**Aim**
Can the data below be set down again exactly, line for line?
....
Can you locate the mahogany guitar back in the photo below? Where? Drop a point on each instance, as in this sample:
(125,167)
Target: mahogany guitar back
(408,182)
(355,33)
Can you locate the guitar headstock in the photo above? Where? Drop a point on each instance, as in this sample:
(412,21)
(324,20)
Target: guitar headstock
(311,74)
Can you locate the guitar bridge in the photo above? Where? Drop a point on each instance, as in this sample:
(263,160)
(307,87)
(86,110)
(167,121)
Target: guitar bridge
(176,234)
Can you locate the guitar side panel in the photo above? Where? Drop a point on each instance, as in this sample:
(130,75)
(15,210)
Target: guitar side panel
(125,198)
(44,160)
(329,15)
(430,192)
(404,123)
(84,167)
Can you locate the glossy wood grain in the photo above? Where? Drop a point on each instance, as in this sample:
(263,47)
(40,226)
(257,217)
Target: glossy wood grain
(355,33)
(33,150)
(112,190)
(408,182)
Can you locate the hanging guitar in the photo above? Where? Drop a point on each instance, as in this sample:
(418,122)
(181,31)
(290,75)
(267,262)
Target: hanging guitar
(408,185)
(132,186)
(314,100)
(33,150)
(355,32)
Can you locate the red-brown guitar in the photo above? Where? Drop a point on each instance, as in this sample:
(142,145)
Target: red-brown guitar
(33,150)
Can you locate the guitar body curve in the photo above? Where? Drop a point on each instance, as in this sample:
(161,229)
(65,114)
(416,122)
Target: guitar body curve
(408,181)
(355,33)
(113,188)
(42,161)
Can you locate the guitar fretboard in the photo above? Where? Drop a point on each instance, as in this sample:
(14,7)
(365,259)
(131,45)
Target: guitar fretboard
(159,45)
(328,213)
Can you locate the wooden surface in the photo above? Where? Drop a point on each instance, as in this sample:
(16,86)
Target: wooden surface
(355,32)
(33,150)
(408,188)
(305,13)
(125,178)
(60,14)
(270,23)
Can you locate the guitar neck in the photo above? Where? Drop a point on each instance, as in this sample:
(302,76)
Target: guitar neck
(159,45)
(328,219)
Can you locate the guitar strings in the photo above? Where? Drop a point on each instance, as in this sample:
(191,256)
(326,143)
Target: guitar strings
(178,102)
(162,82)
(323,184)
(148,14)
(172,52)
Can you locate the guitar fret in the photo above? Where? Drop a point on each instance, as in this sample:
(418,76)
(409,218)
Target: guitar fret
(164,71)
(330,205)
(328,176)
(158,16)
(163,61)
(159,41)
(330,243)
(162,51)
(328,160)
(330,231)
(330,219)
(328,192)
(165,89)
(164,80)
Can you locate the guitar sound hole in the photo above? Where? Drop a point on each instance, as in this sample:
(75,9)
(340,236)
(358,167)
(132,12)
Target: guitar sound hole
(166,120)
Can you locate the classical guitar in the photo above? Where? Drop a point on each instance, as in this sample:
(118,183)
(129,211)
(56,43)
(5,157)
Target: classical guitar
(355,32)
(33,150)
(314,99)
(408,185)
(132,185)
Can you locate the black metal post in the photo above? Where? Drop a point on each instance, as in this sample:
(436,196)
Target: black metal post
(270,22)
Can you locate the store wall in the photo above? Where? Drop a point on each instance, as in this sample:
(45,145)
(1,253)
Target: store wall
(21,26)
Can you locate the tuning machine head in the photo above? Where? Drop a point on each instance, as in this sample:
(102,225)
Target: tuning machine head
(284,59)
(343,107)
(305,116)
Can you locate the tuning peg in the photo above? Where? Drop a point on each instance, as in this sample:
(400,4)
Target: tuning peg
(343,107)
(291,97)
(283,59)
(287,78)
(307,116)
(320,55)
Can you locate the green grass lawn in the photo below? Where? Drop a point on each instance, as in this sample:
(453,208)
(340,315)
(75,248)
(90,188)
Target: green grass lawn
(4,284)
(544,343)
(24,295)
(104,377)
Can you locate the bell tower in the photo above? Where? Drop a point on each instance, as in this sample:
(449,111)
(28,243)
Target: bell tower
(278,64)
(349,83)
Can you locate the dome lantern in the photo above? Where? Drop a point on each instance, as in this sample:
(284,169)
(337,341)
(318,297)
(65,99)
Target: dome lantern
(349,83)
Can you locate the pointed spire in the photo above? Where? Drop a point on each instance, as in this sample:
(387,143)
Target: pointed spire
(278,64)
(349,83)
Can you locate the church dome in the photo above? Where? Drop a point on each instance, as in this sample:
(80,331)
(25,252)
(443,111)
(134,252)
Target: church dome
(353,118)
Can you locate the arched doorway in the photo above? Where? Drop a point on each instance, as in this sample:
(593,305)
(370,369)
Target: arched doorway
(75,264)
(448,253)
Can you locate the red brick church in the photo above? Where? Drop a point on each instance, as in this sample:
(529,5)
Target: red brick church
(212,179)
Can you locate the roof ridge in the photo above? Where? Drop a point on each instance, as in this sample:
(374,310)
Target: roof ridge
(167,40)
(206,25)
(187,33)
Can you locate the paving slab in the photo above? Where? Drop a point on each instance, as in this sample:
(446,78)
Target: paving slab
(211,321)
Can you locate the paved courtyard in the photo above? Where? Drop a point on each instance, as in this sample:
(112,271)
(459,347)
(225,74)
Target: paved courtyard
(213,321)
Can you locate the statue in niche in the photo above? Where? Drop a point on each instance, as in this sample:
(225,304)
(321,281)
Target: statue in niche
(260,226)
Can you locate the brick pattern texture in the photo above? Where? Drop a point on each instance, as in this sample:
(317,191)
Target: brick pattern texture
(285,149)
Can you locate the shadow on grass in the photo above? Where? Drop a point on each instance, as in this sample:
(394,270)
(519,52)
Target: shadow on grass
....
**Task answer**
Can you locate the mahogany guitar back in the photo below? Where? Drop a point on each instance, as in this sample:
(125,167)
Target: mahogany guitar back
(408,182)
(355,33)
Can you locate the guitar headstock in the photo above? Where? Drop a point on each instance, as in this sample:
(412,21)
(324,20)
Target: guitar headstock
(311,74)
Can you locate the guitar bridge in the photo above? Where? Drop a point on each instance, as in this sample:
(263,160)
(307,87)
(86,110)
(167,121)
Target: guitar bridge
(176,234)
Can you locate the guitar side panel in the photo above? Where? Drop a point on each instance, as in this sample:
(130,75)
(15,210)
Target: guitar side panel
(125,198)
(44,160)
(329,15)
(430,192)
(404,123)
(84,167)
Can you locate the glossy wood grain in the photo above? Where? Drop a point on each instance, as in this sample:
(263,47)
(40,226)
(257,217)
Target: glossy wood grain
(355,33)
(33,150)
(112,190)
(408,182)
Can you locate the hanging guitar in the photo above? Where? Drop a point on each instance, as in this sample:
(418,122)
(181,31)
(290,75)
(267,262)
Target: hanging guitar
(408,185)
(132,186)
(314,100)
(33,150)
(355,32)
Can you locate the red-brown guitar in the photo above? Where? Drop a point on each instance, as in this sample:
(142,145)
Target: red-brown guitar
(33,150)
Can you locate the guitar body curve in the photo above? Where? Drop a point on each instance, as in this sample:
(161,229)
(65,114)
(416,122)
Target: guitar body curve
(408,181)
(355,33)
(113,188)
(42,161)
Can you locate the guitar fretboard in the photo above? Where? Drop a point on each instance, as in this sample:
(14,7)
(365,259)
(131,45)
Target: guitar fretboard
(159,45)
(328,213)
Can you locate the wooden surface in the photo above? Where? Drop a point on each instance, as in this sample:
(16,86)
Target: wooden surface
(355,32)
(33,150)
(408,188)
(305,13)
(125,178)
(60,14)
(270,23)
Can you locate the guitar neck in the photo above? Where? Drop a point on each instance, as in this sample:
(302,76)
Target: guitar neck
(159,45)
(328,219)
Can you locate the guitar strings in the photo above? Where? Drop a point on each instance, as in this sample:
(191,256)
(326,143)
Target: guitar strings
(178,102)
(162,82)
(323,184)
(148,14)
(172,52)
Can you locate the guitar fret in the photo above? Where? Drop a point on each instance, as in this sample:
(418,76)
(409,218)
Target: guitar fret
(164,71)
(330,205)
(328,176)
(158,16)
(163,61)
(159,41)
(330,243)
(162,51)
(328,160)
(330,231)
(330,219)
(328,192)
(165,89)
(164,80)
Can you locate the guitar sound hole in the photo above? Where? Drop a point on each instance, as in this sample:
(75,9)
(340,236)
(358,167)
(132,12)
Target: guitar sound hole
(166,120)
Can you locate the classical guitar in the photo above? Where? Drop a point on each instance, as in this sample:
(118,183)
(129,211)
(56,43)
(5,157)
Target: classical guitar
(355,32)
(33,150)
(314,99)
(408,185)
(132,185)
Can you locate the black metal post in the photo above? Where? Drop a point on each instance, as in this sample:
(436,196)
Target: black metal post
(270,22)
Can you locate the store wall in the photo above? Where? Drop a point on each instance, as in this sample:
(45,145)
(1,253)
Target: store wall
(21,26)
Can you locate the tuning machine head in the photo above? Where? Drop a point on each instance, as in this sample:
(102,225)
Target: tuning machine head
(284,59)
(343,107)
(305,116)
Can you locate the tuning peg in the photo above? Where? Drop a point on each instance, as in this sample:
(400,4)
Target: tuning peg
(343,107)
(291,97)
(283,59)
(287,78)
(307,116)
(320,55)
Can you locate the green grass lawn in the photo below? Where? Drop a point on each instance, as in this sample:
(453,208)
(340,315)
(75,248)
(90,188)
Target: green grass lawn
(4,284)
(544,343)
(24,295)
(104,377)
Can you locate the bell tower in the photo above? Where? Drop a point on each instance, as in this sample:
(449,111)
(28,243)
Target: bell tower
(278,64)
(349,83)
Can you locate the dome lantern in the photo above? Where? Drop a point on each instance, as in this sample:
(284,169)
(337,341)
(318,297)
(65,99)
Target: dome lantern
(349,83)
Can you locate the pointed spire in the photo above? Where? Drop a point on each instance, as in this sample:
(387,143)
Target: pointed spire
(278,64)
(349,83)
Can you locate the church dome in the photo above? Where? Drop a point on each instance, as in this sample:
(80,331)
(25,252)
(443,111)
(134,252)
Target: church dome
(353,118)
Can you locate the arched doorway in the photo above? Where? Drop a point on each instance, as in this sample:
(593,305)
(370,369)
Target: arched doorway
(75,264)
(448,253)
Can you locate the red brick church in the photo above? Where? Drop a point on each instance, as in this sample:
(529,5)
Target: red brick church
(212,179)
Can you locate the roof ridge in the photo above? Where? Drop a point on each instance, as in this sample:
(374,310)
Target: roof ridge
(167,40)
(206,25)
(187,33)
Can you locate the paving slab in the photo above? Where? Drop a point on each instance, as in this sample:
(446,78)
Target: paving slab
(211,321)
Can you locate the paved courtyard in the photo above? Where? Drop a point on each instance, as in this sample:
(112,271)
(459,347)
(225,74)
Target: paved courtyard
(213,321)
Can you locate the statue in niche in the photo above? Where? Drop a point on each instance, as in this sample:
(225,304)
(321,281)
Target: statue in niche
(260,226)
Can you locate the brick pattern texture in the photo above? Where? Drop a point on each instance, as in this sample:
(317,191)
Target: brick pattern texture
(285,149)
Can you locate the shadow on grass in the photo above? Where? Drop a point on each instance, as in this sample:
(394,270)
(519,52)
Target: shadow on grass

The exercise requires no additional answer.